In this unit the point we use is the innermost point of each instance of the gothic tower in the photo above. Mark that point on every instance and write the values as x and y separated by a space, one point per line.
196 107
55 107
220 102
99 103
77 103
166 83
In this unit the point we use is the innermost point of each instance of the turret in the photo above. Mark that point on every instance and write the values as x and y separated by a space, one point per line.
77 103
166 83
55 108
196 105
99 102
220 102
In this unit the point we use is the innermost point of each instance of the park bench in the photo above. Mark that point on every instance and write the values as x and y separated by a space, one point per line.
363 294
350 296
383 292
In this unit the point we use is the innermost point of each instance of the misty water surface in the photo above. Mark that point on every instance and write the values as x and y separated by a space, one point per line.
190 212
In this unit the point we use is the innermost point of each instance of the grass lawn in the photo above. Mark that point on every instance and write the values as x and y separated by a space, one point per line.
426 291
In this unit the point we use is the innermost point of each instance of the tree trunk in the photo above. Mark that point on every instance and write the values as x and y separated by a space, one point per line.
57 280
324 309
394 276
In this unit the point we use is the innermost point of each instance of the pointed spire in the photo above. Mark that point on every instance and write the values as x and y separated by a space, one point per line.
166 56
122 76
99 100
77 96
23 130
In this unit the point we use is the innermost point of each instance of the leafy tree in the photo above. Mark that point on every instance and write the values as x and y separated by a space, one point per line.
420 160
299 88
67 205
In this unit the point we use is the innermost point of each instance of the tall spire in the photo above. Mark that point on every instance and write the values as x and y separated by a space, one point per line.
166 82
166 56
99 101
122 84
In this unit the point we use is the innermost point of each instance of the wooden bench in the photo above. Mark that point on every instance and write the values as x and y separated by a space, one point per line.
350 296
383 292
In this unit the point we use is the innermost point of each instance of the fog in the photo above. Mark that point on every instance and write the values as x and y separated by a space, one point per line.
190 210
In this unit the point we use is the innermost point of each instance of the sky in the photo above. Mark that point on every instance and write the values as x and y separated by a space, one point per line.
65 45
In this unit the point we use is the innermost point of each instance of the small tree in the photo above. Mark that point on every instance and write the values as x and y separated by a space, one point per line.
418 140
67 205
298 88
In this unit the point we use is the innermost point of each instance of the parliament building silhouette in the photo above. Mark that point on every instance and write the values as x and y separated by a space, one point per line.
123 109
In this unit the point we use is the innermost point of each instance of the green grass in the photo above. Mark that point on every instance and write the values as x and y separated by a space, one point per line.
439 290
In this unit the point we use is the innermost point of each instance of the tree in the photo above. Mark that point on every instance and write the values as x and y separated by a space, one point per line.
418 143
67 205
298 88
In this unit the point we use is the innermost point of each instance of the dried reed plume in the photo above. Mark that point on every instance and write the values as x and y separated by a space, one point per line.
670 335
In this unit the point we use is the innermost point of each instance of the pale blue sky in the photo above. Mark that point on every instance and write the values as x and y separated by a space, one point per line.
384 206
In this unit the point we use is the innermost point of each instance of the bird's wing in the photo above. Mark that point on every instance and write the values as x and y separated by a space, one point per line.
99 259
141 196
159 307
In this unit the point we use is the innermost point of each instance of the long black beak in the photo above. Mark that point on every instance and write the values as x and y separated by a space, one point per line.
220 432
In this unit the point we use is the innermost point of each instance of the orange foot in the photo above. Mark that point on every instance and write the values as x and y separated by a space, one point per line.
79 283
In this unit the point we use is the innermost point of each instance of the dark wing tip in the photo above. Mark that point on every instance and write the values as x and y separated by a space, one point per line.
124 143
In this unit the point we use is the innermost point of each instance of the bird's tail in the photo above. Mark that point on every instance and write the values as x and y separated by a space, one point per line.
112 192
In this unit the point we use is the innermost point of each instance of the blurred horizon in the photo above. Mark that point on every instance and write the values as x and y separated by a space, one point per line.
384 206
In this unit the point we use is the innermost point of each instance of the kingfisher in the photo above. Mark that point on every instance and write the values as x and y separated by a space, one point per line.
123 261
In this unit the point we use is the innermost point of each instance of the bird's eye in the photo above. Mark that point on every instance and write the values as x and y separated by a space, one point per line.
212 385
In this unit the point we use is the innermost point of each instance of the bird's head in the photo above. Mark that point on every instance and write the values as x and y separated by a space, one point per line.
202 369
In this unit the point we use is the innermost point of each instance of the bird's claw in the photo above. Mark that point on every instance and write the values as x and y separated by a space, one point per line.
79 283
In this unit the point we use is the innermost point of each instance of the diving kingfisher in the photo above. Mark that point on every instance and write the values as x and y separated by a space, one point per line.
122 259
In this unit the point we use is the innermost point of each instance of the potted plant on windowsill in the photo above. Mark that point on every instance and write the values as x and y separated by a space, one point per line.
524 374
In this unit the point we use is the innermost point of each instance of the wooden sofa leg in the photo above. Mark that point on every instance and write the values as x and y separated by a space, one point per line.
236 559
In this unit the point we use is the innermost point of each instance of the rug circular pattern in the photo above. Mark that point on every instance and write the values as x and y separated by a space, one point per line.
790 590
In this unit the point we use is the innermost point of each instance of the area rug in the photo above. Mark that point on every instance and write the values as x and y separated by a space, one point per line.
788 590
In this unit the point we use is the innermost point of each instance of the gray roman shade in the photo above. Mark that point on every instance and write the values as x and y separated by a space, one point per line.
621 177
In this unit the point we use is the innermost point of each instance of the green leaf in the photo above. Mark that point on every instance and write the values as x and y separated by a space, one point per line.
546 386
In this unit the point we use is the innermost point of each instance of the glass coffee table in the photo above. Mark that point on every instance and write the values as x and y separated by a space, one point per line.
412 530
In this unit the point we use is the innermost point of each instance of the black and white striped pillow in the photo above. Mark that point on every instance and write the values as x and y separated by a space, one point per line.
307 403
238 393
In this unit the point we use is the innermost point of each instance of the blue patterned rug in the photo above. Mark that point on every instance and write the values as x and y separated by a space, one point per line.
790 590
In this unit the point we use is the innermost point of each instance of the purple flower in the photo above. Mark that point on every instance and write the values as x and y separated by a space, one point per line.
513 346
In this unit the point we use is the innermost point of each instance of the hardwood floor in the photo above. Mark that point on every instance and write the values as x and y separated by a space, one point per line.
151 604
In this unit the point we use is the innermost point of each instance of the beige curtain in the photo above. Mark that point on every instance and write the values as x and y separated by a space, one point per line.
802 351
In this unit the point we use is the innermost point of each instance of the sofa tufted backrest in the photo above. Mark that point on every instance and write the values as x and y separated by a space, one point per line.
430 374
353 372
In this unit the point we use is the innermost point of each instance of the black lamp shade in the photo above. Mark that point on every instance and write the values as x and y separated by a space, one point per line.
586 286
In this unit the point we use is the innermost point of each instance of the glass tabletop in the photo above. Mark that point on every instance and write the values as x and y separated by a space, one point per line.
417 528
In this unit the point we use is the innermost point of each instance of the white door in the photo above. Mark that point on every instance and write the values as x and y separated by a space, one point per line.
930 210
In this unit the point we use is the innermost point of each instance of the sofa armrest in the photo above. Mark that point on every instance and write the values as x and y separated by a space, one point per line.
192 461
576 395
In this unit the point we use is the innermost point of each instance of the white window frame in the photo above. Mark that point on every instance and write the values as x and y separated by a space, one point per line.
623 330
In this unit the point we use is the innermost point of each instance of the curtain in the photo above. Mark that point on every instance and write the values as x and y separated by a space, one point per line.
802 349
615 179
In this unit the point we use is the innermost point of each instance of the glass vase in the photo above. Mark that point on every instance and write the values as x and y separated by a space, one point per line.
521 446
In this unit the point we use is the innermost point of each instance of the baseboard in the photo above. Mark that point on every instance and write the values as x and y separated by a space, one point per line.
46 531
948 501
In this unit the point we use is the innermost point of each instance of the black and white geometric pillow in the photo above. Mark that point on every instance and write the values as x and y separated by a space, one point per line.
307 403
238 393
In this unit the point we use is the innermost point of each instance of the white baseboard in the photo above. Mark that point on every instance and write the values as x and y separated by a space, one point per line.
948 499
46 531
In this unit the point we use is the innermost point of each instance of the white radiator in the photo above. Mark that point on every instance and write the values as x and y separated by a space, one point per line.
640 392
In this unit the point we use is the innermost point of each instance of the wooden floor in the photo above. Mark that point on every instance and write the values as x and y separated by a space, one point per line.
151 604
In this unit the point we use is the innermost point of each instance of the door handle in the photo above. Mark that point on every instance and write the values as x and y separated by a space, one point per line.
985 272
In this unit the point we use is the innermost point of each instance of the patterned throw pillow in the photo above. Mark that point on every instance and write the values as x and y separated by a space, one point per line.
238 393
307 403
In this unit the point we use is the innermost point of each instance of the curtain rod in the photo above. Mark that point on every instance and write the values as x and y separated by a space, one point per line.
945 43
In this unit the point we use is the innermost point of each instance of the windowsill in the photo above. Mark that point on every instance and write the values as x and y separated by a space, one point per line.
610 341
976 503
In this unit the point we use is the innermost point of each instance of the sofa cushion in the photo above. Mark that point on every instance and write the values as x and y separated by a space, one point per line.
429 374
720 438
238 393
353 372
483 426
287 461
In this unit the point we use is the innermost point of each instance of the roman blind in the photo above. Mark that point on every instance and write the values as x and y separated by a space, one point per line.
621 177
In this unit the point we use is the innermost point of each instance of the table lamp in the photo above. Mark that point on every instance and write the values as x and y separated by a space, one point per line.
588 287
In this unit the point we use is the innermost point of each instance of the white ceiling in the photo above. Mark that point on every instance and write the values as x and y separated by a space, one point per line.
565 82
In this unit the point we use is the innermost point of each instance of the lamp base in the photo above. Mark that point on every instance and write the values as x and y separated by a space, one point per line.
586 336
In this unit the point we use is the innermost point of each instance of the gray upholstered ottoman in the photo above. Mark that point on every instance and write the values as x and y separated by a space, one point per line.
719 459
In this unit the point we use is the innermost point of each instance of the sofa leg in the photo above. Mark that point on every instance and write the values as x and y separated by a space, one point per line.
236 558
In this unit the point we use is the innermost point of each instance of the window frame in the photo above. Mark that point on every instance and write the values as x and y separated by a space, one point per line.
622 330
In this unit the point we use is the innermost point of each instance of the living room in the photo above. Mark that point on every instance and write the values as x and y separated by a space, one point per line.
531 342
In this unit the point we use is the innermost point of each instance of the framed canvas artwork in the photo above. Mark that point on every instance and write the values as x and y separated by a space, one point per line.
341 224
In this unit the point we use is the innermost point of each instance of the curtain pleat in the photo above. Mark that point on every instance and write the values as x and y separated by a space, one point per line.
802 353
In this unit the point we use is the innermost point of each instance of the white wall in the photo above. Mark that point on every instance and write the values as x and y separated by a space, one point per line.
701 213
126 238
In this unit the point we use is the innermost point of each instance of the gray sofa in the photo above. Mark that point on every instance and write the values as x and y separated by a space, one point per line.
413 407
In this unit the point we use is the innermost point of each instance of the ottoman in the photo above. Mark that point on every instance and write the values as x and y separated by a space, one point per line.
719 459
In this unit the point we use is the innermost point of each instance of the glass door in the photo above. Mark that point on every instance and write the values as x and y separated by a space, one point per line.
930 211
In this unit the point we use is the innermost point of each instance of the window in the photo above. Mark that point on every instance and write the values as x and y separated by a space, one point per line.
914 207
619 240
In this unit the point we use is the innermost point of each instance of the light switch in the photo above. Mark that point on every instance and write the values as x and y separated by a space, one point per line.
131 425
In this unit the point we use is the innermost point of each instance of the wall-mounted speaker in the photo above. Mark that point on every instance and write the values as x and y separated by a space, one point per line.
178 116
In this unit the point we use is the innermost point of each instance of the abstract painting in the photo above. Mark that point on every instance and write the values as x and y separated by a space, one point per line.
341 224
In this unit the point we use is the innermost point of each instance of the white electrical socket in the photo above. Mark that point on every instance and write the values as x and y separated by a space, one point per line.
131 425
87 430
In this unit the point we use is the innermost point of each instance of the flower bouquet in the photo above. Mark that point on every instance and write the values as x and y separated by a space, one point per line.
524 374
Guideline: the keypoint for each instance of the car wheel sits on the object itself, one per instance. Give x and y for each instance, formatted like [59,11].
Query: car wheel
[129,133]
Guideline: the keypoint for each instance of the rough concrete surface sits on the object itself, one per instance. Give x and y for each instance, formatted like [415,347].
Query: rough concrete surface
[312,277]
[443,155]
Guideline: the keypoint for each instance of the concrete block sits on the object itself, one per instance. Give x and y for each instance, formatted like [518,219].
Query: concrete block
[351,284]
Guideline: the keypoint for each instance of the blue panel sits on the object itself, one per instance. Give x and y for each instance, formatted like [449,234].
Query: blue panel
==================================================
About this exercise
Report back every line of the entries in which "Guideline" occurs.

Task solution
Guideline: the keypoint for each instance of the car wheel sits on the object itself, one per instance. Give x and y for each instance, formatted like [59,11].
Guideline: the keypoint for each instance of the rough concrete surface sits on the object itself, one per instance. Give x and y for each instance, formatted like [415,347].
Guideline: the keypoint for each instance of the concrete block sits on the object itself, one per instance. Give x and y for each instance, formatted like [518,219].
Guideline: the keypoint for each instance of the blue panel sits on the object itself, one per instance. Give x and y for each instance, formatted like [449,234].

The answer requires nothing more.